-- ABOUT THIS EXERCISE --
Skipping all pictures, print exactly the lines below from the one with "boxes for white background?" through the final line.

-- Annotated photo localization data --
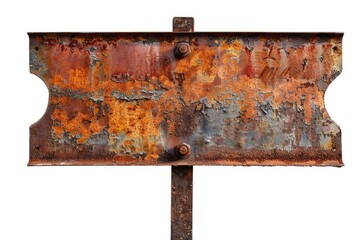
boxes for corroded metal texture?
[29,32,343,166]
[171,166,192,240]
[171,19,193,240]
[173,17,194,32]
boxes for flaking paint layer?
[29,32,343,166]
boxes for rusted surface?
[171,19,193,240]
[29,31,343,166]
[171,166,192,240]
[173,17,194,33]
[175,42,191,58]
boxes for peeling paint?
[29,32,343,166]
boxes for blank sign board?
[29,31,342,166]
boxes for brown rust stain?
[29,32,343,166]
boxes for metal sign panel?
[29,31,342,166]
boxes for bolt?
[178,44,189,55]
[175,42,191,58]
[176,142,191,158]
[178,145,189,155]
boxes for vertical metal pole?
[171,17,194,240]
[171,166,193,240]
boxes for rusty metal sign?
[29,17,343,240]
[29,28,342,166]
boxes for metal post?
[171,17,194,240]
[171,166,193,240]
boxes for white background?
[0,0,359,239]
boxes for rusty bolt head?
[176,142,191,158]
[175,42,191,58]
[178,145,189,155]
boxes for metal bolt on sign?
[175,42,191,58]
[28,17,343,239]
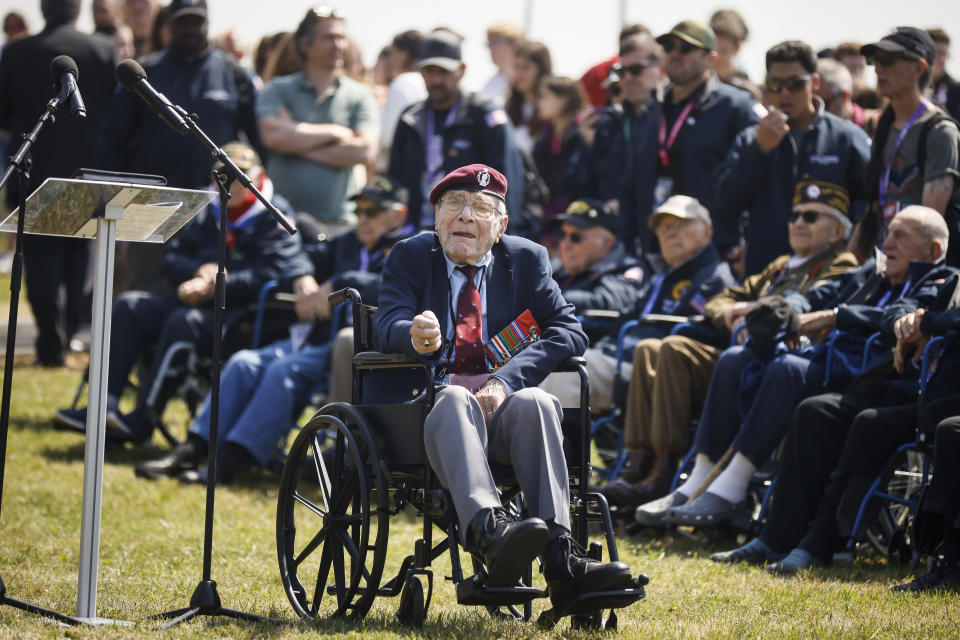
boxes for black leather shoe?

-- ANSWER AREA --
boxes for white background?
[0,0,359,239]
boxes for rusty bolt head?
[176,142,191,158]
[175,42,191,58]
[178,145,189,155]
boxes for metal bolt on sign?
[175,42,191,58]
[28,17,343,239]
boxes for black leather shoe?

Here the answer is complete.